> **Exercise requirements**:
Each entry below is to be duplicated verbatim.

Records contained in a dataset:
◇ ◇ ◇

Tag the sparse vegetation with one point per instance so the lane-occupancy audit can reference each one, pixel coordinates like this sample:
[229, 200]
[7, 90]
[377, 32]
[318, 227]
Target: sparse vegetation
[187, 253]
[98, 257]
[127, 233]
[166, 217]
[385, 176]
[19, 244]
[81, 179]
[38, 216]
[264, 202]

◇ ◇ ◇

> **Solution for this task**:
Tag the sparse vegetation with one point per instance so the lane-occupancy audit can reference each one, pixel coordinates like this sample:
[229, 200]
[7, 90]
[377, 32]
[318, 227]
Target: sparse vegetation
[187, 253]
[98, 257]
[127, 233]
[166, 217]
[385, 176]
[19, 244]
[81, 179]
[38, 216]
[264, 202]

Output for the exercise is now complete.